### Material for this exercise ###
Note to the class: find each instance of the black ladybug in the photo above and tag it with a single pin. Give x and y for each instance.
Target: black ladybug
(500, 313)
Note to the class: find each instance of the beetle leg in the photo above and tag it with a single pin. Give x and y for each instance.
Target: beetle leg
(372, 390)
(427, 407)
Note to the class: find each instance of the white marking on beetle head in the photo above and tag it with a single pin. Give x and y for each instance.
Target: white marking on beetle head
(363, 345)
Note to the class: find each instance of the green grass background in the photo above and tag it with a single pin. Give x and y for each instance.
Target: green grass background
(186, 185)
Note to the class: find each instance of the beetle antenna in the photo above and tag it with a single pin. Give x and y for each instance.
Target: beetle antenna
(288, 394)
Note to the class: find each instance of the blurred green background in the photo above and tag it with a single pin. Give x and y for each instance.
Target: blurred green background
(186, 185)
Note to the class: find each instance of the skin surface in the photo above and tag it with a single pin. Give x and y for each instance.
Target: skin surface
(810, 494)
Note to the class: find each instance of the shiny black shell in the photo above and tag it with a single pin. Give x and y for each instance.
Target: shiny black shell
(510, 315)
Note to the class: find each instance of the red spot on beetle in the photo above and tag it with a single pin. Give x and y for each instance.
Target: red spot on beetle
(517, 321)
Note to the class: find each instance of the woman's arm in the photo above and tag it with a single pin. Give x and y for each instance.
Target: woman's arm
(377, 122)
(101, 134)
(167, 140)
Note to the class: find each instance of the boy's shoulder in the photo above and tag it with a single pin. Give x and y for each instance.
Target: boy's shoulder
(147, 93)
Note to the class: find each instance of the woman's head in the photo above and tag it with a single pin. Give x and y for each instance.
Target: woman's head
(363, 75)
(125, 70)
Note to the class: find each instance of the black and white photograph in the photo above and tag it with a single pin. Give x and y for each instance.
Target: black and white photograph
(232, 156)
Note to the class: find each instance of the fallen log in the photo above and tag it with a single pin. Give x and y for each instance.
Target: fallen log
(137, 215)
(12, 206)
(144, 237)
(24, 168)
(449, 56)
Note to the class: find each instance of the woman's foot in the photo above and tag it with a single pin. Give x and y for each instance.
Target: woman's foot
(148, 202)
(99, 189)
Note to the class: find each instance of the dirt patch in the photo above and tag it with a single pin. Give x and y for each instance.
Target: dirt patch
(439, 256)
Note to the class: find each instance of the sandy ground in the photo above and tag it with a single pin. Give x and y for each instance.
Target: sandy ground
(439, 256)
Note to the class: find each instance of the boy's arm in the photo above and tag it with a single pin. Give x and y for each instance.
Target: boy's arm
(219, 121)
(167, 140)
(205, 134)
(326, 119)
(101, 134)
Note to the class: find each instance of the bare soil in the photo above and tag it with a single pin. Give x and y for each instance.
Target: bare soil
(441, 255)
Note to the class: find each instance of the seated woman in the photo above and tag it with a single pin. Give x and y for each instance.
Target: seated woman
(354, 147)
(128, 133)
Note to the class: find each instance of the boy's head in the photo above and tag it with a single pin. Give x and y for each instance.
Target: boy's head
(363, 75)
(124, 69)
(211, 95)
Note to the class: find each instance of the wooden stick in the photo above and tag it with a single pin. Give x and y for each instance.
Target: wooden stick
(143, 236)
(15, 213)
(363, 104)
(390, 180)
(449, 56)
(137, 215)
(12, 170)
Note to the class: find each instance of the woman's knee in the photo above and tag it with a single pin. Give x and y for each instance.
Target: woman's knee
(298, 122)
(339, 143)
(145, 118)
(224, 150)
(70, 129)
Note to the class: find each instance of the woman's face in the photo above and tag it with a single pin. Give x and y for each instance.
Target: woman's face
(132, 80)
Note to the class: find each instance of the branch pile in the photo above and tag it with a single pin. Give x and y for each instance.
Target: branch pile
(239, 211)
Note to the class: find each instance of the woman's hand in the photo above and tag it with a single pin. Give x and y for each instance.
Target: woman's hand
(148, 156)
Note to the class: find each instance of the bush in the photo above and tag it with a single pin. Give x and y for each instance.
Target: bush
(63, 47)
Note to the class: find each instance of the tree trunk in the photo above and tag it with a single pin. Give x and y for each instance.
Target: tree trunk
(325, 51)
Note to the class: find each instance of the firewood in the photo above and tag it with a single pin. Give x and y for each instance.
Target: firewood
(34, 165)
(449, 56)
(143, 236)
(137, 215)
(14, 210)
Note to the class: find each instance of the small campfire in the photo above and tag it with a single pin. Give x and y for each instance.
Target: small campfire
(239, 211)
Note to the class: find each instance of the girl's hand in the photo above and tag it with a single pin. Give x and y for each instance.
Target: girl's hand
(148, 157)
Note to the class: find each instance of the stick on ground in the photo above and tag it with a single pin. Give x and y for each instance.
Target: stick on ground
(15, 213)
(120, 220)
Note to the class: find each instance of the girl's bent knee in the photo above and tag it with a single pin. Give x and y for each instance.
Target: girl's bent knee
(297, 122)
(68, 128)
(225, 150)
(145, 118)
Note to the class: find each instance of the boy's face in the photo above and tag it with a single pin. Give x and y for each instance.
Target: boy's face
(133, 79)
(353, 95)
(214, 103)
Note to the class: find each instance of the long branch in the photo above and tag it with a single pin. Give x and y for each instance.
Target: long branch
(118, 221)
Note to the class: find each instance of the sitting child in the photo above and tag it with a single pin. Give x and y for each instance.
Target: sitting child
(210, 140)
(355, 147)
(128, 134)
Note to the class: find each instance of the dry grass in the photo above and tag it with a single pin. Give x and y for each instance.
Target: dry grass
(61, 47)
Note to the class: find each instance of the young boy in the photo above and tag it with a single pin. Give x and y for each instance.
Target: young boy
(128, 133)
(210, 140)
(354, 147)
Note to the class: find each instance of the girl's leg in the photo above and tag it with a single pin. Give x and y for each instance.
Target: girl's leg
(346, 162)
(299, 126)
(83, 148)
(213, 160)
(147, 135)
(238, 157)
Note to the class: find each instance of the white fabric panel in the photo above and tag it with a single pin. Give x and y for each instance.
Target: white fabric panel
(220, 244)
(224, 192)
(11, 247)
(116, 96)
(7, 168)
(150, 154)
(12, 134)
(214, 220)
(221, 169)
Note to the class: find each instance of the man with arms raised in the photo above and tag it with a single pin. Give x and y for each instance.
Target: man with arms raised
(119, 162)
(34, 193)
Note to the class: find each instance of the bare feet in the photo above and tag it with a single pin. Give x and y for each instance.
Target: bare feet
###
_Work to complete:_ Every line of the listing should be reproduced exactly.

_Written answer:_
Note to the class: find each instance of the black ladybug in the photo above and tag it with a single pin. Give x and y for each instance.
Target: black ladybug
(500, 313)
Note to the class: find each instance of the beetle leg in the photo above and tag it with a single pin. Give x and y for each instance.
Target: beetle leg
(372, 390)
(427, 407)
Note to the class: find each instance of the white marking on beetle head in the photo above and tag it with a single pin. Give x and y for each instance.
Target: white marking on beetle head
(363, 345)
Note to the class: find each instance of the green grass background in the photo above and tag it with a single pin. Give x and y for each instance.
Target: green grass background
(186, 185)
Note to the class: find each instance of the beetle antenna in the photo above and tag it with a single pin. Give x and y for each instance.
Target: beetle antenna
(288, 394)
Note to the class: find each instance of the blurred green background in the photo above and tag it with a single pin. Give x and y for each instance.
Target: blurred green background
(186, 185)
Note to the class: find each instance of the skin surface in the photo above and tag it with a single pin. Give x and y for each instance.
Target: skin surface
(810, 494)
Note to the class: find each instance of the shiny black shell in the photo above and tag it with a single pin. Give x and y for each instance.
Target: shiny black shell
(510, 315)
Note to the class: find each instance of the red spot on beetle in the photo above and tag it with a single pin. Give x and y for each instance.
Target: red spot on beetle
(517, 321)
Note to the class: find each instance of the woman's arm in the photo above and tag it with a single pin. Give x and y for each instance.
Target: woman's arm
(377, 122)
(101, 134)
(167, 140)
Note to the class: find each instance of the boy's shoulder in the photo above and tag it with a single pin. Give x and y for each instance.
Target: boy's shoulder
(147, 93)
Note to the class: find each instance of the woman's head in the photo above and tag it with a single pin. Give x and y for each instance.
Target: woman's head
(363, 75)
(125, 70)
Note to the class: find each instance of the black and white photograph in the photo above and tag it with a single pin. Give x and y for each instance.
Target: black and white photograph
(232, 156)
Note to the class: find each instance of the fallen log in the photo above and tag it with a single pin. Give x and y for each instance.
Target: fallen log
(137, 215)
(12, 206)
(144, 237)
(24, 168)
(449, 56)
Note to the class: find each instance of the woman's foot in the photo above and tag it with a single pin. Give x and y for each instance.
Target: woman's foot
(148, 202)
(99, 189)
Note to the class: find each instance of the dirt patch in the photo above and tag it with a single pin. Give x and y for each instance.
Target: dirt patch
(439, 256)
Note to the class: find each instance of the sandy ground in the photo above and tag it with a single pin. Give x and y for each instance.
Target: sandy ground
(439, 256)
Note to the class: find each instance of the boy's arm in the photo above and tag it with a single pin. Give x and y for each instance.
Target: boy's arm
(219, 121)
(167, 140)
(205, 134)
(326, 119)
(101, 134)
Note to the class: find each instance of the bare soil in the photo above and tag it with a single pin. Give x and y for each instance.
Target: bare soil
(441, 255)
Note to the class: find each instance of the seated woman in the photo above and tag it with a single pin. Give x and y for each instance.
Target: seated woman
(354, 147)
(128, 133)
Note to the class: find each instance of the boy's head in the photo above and tag it with a single pin. Give x and y for each instance.
Target: boy's head
(363, 75)
(124, 69)
(211, 95)
Note to the class: find each instance of the wooden stick in the photo above and tag it with a single pin. Give x and y for each instance.
Target: wooden stick
(143, 236)
(15, 213)
(363, 104)
(390, 180)
(449, 56)
(137, 215)
(12, 170)
Note to the class: find each instance of the woman's knee in the photo above and tag it with a single pin. Give x and y for each instance.
Target: woman's knee
(298, 122)
(339, 143)
(145, 118)
(224, 150)
(70, 129)
Note to the class: find each instance of the woman's face in the photo above and tag it with a single pin. Give x and y for each instance.
Target: woman's face
(132, 80)
Note to the class: find each instance of the branch pile in the photo above and tag it with a single pin. Give x and y for each instance.
Target: branch pile
(239, 211)
Note to the class: find each instance of the woman's hand in the photo above and tag it with a single pin. Give x and y for each instance.
Target: woman's hand
(148, 156)
Note to the class: find each instance of the bush in the photo above and tag it with a single pin. Give x and y for each instance.
Target: bush
(63, 47)
Note to the class: find each instance of the tree trunk in the photo above and tag it with a single pin. Give x and y for each instance.
Target: tree trunk
(325, 51)
Note to the class: find each instance of the firewood in the photo above and tag it with a single pin. Give x and y for each instance.
Target: firewood
(34, 165)
(449, 56)
(143, 236)
(137, 215)
(14, 210)
Note to the class: find each instance of the small campfire in the photo above and tag it with a single pin. Give x and y for each instance.
Target: small campfire
(239, 211)
Note to the class: find each instance of the girl's hand in the photo above and tag it with a single pin. Give x and y for each instance.
Target: girl's hand
(148, 157)
Note to the class: find each instance of the stick on ground in the photo above and tag it with a single pin. Give x and y for each instance.
Target: stick on ground
(15, 213)
(120, 220)
Note to the class: find each instance of the girl's bent knee in the photo above and tag it with a single pin. Give x and y for each instance.
Target: girl's bent knee
(297, 122)
(68, 128)
(225, 150)
(145, 118)
Note to the class: find each instance of the boy's face in the photo above and tag it with a single pin. Give x and y for each instance.
Target: boy's face
(133, 79)
(353, 95)
(214, 103)
Note to the class: find each instance of the long branch in the photo above and tag it with a single pin. Give x and y for each instance.
Target: long branch
(118, 221)
Note to the class: find each instance of the sitting child in the photo above and tag it with a single pin. Give x and y for each instance.
Target: sitting child
(210, 140)
(355, 147)
(128, 134)
Note to the class: find each instance of the dry grass in the photo above and tag it with a single pin. Give x and y for each instance.
Target: dry grass
(61, 47)
Note to the class: find each instance of the young boy in the photo above and tag it with a single pin. Give x and y for each instance.
Target: young boy
(128, 133)
(210, 140)
(354, 147)
Note to the class: find each instance of the girl's leg in the photo above and tag it with a single pin. Give x and y for each instance.
Target: girl's leg
(346, 162)
(299, 126)
(83, 148)
(213, 160)
(147, 135)
(238, 157)
Note to the class: find each instance of the white fabric panel in the photo above and tag it with a single pin. Give x and y for each instance.
Target: white fabric panel
(220, 244)
(224, 192)
(11, 247)
(116, 96)
(7, 168)
(150, 154)
(12, 134)
(214, 220)
(221, 169)
Note to the class: find each instance of the man with arms raised in the photo above and tag it with a single pin. Give x and y for each instance.
Target: man with arms raised
(119, 162)
(34, 193)
Note to the class: find each instance of the bare feet in the photo above and tag it with a single pin. Give x and y for each instance.
Target: bare feet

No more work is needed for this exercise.